>> START Document passage

He doesn't even blink. "No, not at all," Dickinson says. "It's a great venue, but it's got mostly across-the-map stuff now."
July 1 marks the commencement of Antone's 30th anniversary celebration, 30 years to the month after rabid blues fan and Port Arthur native Clifford Antone opened the club (originally at Sixth and Brazos streets), essentially to showcase the bluesmakers he adored.
For three weeks, the legendary club, located at 213 W. Fifth St. since March 1997, will honor its past with sets from each previous era.
There were the salad days of the early 1970s at Sixth and Brazos streets, when greats like Hubert Sumlin jammed with Stevie Ray Vaughan and Paul Ray. Then there was that brief Babylonian captivity way out on Anderson Lane. There was the long stretch at 2915 Guadalupe St., starting in '82, and represented by sets from Storyville, Marcia Ball and Angela Lou Ann Barton. And there's the warehouse district location of today, home to the Scabs, Breedlove and Soulhat.
Since 2003, when founder Antone was serving time for a 1999 conviction on drug and money-laundering charges, the club has been managed and booked by Direct Events, an Austin production company, but the next three weeks are an ode to the club's past.
The blues clearly will not dominate Antone's future. Approximately 30 patrons turned out at 9 p.m. on a recent Blue Monday. Meanwhile, there were at least twice as many folks at the Parlor's punk rock show.
So, is Neko Case the future of Antone's? Well, yeah. The future of Antone's isn't as a blues club. It's just as a club. For most clubgoers, that's fine.
'A different spin'
This multimusical future is Chris Thies' mandate. The 34-year-old Direct Events booker formerly oversaw two large Chicago clubs, the Metro and the Doubledoor, and calls Antone's "his baby." He books music that appeals to a wide range of tastes: plenty of KGSR-type stuff for the older crowd, plenty of jammy rock that appeals to undergrads and the undergrad-at-heart. There's even some hip-hop now and then; the recent free shows by the now-defunct Urban Assault Collective packed the house.
"I have made a conscious effort to put a different spin on Antone's," he says. "And you know, the way it's laid out, the artist to audience connection is easily attainable."
Just because it sounds like corporate-speak doesn't make it any less true. Antone's fan-friendly layout is weirdly intimate, and makes the club a key piece of Direct Events' Austin empire. But that's all it is, ultimately: a piece of a much bigger business.
Thies agrees that hip-hop works well there. Austin up-and-comer Bavu Blakes plays the 600-capacity club in mid-September, and Thies says they might bring back old-school hip-hop icon KRS-One. "The afternoon after KRS-One's last show, he turned Antone's into a classroom," Thies says. "He just hung out with some folks from the hip-hop scene, talking about the future of hip-hop; even our staff got into the discussion."
So what happened to club namesake Clifford Antone?
Antone might not be doing the heavy lifting anymore, but he and Thies still talk every week. "He's kind of like the reference point for me," Thies says. Antone can put together benefits at the drop of a dime. "The guy can just pick up the phone and get who he needs."
But most of those benefits focus on older artists, and these are different times. "We still do a lot of blues stuff and I don't ever want to get away from it," Thies says. "But it's hard to make money on it.

>> END Document passage
>> START Supplied data

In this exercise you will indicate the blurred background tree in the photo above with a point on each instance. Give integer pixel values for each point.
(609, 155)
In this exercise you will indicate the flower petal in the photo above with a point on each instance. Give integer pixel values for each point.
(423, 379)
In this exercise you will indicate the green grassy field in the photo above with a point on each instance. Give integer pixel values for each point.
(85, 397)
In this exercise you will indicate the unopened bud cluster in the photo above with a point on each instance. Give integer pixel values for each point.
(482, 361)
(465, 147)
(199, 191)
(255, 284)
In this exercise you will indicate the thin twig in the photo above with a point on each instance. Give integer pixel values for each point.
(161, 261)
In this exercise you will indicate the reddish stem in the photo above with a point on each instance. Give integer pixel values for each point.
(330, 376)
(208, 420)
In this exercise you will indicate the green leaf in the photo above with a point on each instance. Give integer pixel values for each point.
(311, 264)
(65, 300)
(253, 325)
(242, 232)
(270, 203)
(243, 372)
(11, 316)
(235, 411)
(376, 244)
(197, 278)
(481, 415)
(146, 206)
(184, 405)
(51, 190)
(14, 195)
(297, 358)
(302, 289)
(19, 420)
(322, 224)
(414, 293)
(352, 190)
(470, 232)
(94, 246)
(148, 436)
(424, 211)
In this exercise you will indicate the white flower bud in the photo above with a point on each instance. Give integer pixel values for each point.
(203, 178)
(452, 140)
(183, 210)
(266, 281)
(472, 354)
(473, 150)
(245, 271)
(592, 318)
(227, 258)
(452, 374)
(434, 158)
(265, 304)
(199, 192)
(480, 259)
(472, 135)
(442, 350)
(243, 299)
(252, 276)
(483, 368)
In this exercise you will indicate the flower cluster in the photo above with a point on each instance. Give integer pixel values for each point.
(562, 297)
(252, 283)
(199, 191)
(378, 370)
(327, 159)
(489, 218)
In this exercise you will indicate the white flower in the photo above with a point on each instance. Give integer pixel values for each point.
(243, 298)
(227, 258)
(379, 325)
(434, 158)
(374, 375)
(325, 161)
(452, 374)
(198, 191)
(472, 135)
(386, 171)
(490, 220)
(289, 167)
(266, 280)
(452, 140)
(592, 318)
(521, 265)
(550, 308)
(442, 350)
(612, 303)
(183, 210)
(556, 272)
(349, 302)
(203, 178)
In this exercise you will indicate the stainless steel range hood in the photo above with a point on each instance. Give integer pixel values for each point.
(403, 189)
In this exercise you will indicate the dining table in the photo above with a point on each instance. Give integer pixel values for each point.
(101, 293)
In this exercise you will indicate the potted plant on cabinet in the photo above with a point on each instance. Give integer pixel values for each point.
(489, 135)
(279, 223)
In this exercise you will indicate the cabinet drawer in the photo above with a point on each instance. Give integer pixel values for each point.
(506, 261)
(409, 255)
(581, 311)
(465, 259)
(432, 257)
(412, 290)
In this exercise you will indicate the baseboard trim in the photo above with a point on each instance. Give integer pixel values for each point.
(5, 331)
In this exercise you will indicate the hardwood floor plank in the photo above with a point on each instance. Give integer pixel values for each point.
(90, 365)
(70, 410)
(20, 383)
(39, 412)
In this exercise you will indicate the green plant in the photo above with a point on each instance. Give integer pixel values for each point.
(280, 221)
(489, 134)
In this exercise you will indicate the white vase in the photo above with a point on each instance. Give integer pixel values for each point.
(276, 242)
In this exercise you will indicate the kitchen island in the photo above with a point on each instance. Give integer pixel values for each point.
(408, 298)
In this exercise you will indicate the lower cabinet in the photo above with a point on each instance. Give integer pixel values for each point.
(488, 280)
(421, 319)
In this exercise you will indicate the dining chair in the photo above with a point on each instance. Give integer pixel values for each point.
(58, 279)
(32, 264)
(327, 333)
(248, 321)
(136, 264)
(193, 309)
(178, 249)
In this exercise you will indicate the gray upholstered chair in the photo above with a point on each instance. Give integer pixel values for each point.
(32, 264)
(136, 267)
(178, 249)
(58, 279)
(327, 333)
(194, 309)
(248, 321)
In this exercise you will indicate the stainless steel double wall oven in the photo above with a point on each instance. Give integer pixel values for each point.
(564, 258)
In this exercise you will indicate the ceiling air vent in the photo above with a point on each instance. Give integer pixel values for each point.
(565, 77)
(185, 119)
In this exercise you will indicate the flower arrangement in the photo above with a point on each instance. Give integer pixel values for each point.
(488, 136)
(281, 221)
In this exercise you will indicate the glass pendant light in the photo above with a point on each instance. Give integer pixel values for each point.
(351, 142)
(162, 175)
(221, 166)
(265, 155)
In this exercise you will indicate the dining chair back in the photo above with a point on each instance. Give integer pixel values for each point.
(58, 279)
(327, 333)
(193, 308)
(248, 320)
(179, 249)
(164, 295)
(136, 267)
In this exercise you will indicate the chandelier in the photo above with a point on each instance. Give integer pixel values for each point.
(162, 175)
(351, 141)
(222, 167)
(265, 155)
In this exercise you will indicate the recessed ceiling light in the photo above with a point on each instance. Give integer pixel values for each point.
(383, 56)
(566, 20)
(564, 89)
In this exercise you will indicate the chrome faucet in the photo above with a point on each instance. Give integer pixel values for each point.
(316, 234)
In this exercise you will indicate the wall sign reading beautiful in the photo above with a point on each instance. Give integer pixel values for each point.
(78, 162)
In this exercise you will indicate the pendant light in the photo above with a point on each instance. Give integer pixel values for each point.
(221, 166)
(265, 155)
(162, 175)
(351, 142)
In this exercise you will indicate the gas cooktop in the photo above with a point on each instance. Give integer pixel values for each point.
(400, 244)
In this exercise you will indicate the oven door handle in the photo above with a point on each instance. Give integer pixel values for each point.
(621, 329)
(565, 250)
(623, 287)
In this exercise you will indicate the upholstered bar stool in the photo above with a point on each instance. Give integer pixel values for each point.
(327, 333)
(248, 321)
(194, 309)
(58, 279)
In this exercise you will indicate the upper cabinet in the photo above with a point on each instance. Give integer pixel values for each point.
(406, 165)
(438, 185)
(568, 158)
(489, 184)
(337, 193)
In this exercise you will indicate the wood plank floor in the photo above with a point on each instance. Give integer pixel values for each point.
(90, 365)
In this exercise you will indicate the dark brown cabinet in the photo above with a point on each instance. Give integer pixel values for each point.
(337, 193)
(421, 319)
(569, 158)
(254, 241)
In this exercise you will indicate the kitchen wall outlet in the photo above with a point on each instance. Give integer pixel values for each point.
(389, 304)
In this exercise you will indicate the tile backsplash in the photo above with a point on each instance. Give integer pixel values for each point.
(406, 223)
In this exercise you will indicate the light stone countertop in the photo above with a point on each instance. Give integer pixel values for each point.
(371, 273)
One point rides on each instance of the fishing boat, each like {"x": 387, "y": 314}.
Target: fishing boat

>> END Supplied data

# Directions
(a) Output the part of the Antone's article that begins at the words "July 1 marks" and stops after the words "bluesmakers he adored.".
(b) Answer these questions using the Antone's article.
(i) At what address has the club been located since March 1997?
(ii) Which two Chicago clubs did Chris Thies formerly oversee?
(iii) What is the capacity of the club where Bavu Blakes plays in mid-September?
The listing is separate material and is not part of the Antone's article.

# Task solutions
(a)
July 1 marks the commencement of Antone's 30th anniversary celebration, 30 years to the month after rabid blues fan and Port Arthur native Clifford Antone opened the club (originally at Sixth and Brazos streets), essentially to showcase the bluesmakers he adored.

(b)
(i) 213 W. Fifth St.
(ii) The Metro and the Doubledoor
(iii) 600